**Data extract**
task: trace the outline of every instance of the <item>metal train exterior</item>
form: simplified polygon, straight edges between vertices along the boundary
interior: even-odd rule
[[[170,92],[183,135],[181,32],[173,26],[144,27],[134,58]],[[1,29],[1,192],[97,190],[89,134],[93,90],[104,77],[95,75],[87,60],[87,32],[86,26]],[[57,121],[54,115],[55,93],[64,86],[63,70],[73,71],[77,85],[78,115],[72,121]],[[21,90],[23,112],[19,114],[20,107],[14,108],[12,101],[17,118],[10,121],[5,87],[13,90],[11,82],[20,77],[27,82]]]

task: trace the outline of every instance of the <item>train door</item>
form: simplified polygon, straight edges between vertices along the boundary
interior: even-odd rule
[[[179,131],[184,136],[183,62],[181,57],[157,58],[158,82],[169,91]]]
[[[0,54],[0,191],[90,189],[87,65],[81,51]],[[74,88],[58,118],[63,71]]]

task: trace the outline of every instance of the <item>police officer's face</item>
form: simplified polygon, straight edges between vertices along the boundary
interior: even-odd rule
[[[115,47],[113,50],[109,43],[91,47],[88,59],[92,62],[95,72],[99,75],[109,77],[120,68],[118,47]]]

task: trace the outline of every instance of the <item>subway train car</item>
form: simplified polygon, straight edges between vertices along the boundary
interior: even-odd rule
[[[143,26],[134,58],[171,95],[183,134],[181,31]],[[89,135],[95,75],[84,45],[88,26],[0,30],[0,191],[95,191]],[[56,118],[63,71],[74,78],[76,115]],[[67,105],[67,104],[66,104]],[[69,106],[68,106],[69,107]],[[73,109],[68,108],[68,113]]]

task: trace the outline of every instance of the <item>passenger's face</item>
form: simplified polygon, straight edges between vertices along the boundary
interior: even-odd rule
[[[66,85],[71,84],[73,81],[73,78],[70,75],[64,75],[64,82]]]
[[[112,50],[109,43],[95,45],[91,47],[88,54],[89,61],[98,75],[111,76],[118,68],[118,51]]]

**Aim of the exercise**
Reproduce every one of the records above line for line, with no changes.

**Finished exercise**
task: trace the outline of every instance of the <item>metal train exterior</item>
form: simplified polygon, straight edges between vertices along the boundary
interior: even-odd rule
[[[170,92],[183,135],[181,32],[173,26],[144,27],[134,58]],[[1,29],[1,192],[97,190],[89,134],[93,90],[104,77],[95,75],[87,60],[87,32],[86,26]],[[57,121],[54,115],[55,93],[64,86],[63,70],[73,71],[77,85],[78,115],[72,121]],[[21,90],[23,112],[19,114],[20,107],[14,108],[12,101],[17,118],[10,121],[5,87],[13,90],[11,82],[20,77],[27,82]]]

task: trace the outline of every instance of the <item>train door</item>
form: simplified polygon, straight edges between vertices along the boundary
interior: even-odd rule
[[[179,131],[184,136],[183,62],[181,57],[157,58],[158,82],[169,91]]]
[[[0,54],[0,191],[90,189],[87,65],[81,51]],[[74,88],[58,118],[63,71]]]

task: trace the outline of every instance of the <item>police officer's face</item>
form: simplified polygon, straight edges between vertices along the boundary
interior: even-odd rule
[[[115,47],[113,50],[109,43],[91,47],[88,59],[92,62],[95,72],[99,75],[109,77],[120,68],[118,47]]]

task: trace the outline of every instance of the <item>subway train car</item>
form: simplified polygon, straight edges between vertices along the boundary
interior: even-odd rule
[[[143,26],[134,58],[171,95],[183,134],[181,31]],[[89,135],[95,75],[84,45],[88,26],[0,30],[0,191],[95,191]],[[56,118],[63,71],[74,78],[76,115]],[[67,105],[67,104],[66,104]],[[69,106],[68,106],[69,107]],[[73,109],[68,108],[68,113]]]

task: trace the outline of every instance of the <item>passenger's face</item>
form: simplified polygon, straight edges between vertices along the boundary
interior: even-odd rule
[[[66,85],[71,84],[73,81],[73,78],[70,75],[64,75],[64,82]]]
[[[112,50],[109,43],[95,45],[91,47],[88,54],[89,61],[98,75],[111,76],[118,68],[118,51]]]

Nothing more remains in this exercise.